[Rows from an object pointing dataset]
......
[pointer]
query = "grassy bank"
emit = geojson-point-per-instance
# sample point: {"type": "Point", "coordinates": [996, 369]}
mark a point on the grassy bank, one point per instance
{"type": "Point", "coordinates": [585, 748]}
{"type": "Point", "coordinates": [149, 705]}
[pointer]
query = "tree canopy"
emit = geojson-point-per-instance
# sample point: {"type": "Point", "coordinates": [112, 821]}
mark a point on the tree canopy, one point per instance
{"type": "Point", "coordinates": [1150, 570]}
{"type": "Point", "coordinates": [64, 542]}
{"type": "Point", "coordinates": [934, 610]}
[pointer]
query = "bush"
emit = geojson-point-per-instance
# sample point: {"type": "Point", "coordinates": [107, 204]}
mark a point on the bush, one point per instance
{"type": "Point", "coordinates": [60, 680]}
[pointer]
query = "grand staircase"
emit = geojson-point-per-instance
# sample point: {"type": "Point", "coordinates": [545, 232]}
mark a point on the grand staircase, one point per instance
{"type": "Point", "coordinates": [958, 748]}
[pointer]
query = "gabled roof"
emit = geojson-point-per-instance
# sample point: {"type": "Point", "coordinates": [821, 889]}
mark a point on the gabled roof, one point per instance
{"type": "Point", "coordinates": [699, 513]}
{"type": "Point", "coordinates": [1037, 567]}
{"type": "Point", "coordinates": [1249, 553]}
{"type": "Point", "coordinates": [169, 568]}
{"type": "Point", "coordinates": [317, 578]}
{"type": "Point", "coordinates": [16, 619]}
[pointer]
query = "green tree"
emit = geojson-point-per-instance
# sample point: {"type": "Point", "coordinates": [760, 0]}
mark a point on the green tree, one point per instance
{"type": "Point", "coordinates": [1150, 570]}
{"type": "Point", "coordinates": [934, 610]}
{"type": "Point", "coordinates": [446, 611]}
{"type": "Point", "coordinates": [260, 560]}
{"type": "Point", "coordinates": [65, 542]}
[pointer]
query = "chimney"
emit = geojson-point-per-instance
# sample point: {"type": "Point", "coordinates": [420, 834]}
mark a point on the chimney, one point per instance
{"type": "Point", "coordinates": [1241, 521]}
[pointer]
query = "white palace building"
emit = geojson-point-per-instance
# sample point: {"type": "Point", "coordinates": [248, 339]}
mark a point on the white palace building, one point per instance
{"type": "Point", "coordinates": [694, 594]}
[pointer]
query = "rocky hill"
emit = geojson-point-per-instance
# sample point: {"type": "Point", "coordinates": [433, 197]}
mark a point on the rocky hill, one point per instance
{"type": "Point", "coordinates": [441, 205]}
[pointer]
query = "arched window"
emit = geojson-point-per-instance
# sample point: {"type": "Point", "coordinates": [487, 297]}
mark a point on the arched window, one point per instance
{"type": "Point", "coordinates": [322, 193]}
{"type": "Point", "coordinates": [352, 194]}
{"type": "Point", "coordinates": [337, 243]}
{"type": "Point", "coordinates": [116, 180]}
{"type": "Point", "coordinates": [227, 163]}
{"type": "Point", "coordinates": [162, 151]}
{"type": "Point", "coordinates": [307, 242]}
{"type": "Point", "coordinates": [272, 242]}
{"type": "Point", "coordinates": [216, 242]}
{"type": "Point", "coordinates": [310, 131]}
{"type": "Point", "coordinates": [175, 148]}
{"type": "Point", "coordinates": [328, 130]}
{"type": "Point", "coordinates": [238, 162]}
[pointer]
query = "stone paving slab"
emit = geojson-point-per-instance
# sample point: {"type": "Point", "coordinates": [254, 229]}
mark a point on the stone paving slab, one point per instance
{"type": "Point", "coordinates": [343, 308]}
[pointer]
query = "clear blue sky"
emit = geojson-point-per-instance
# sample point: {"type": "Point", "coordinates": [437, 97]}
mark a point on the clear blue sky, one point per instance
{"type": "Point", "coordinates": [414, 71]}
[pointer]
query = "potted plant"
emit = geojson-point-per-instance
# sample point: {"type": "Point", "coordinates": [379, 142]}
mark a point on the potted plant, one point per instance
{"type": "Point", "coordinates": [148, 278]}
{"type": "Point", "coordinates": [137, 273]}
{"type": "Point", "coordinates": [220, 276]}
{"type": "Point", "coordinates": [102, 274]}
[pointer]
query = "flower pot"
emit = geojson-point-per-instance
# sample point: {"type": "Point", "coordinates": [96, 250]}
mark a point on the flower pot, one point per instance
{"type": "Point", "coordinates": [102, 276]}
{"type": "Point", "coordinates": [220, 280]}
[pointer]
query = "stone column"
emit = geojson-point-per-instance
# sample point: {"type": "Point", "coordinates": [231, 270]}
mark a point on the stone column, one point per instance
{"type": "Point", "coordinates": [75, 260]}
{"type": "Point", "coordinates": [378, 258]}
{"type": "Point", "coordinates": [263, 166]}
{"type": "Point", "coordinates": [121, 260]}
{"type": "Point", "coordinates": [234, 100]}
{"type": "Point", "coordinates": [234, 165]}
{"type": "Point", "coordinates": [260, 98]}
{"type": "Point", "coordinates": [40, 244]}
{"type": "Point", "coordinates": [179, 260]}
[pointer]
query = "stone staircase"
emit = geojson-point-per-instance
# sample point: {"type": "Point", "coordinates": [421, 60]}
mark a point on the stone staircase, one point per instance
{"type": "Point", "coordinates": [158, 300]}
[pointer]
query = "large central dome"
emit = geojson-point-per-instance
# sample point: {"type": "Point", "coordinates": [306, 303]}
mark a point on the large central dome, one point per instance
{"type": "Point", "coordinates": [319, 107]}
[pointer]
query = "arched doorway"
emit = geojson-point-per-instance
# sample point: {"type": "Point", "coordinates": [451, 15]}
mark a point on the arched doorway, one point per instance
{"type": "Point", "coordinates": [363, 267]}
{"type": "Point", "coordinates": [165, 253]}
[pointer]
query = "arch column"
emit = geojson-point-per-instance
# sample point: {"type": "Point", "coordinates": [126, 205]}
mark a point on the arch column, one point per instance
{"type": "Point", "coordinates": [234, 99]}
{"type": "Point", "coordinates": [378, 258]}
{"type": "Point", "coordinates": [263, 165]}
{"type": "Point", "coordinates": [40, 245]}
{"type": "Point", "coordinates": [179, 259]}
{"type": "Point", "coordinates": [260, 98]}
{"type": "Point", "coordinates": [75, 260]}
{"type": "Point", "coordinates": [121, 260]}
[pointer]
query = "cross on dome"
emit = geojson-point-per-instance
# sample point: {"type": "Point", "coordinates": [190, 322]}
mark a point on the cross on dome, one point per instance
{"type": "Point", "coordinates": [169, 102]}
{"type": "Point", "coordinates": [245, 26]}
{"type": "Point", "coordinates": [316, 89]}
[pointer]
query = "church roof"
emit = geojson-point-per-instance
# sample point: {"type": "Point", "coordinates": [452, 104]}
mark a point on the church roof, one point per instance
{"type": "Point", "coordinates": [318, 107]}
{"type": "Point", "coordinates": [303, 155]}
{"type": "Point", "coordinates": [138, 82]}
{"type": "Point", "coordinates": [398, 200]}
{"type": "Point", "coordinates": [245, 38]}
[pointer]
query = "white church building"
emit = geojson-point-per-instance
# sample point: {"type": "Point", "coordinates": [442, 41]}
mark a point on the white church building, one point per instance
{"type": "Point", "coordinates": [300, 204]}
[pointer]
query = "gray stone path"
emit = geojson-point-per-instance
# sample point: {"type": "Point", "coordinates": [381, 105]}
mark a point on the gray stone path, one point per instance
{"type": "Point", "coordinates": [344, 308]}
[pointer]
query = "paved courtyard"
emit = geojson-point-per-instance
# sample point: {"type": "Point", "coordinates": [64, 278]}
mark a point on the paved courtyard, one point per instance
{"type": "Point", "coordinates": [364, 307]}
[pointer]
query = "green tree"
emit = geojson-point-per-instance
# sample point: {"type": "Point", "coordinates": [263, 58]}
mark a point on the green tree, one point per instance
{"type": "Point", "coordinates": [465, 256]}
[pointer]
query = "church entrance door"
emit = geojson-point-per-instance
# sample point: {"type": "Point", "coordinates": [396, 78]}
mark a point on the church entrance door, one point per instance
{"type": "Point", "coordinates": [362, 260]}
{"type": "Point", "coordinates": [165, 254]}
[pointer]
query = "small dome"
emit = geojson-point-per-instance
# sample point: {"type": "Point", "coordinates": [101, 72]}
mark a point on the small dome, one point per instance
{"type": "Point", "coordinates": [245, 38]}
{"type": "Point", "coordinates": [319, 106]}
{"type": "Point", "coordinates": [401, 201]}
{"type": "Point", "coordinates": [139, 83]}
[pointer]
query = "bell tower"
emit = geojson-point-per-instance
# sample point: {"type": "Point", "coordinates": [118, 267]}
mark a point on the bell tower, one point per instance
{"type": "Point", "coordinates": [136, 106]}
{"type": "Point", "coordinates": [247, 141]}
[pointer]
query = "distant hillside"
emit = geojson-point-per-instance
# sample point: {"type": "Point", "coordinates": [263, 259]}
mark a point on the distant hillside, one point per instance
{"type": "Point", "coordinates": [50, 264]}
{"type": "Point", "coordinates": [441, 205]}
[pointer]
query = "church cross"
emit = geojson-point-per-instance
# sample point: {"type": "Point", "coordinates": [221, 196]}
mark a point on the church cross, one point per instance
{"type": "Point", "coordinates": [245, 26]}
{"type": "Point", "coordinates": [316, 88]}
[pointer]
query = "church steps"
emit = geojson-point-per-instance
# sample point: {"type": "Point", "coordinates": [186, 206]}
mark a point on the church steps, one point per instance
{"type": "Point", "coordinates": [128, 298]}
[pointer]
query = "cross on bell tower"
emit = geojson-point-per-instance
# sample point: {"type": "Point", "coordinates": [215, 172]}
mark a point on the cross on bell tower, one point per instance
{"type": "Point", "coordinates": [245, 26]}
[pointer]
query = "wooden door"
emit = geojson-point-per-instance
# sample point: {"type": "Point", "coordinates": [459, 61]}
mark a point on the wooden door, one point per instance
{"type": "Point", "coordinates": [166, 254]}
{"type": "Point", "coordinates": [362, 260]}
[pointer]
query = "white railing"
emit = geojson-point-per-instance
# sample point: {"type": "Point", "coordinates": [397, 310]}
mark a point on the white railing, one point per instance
......
** STATED EXERCISE **
List each line in the entries above that contains the word "rocky", copying every such line in full.

** RESULT OF THIS TASK **
query = "rocky hill"
mark a point on the rocky hill, one point per instance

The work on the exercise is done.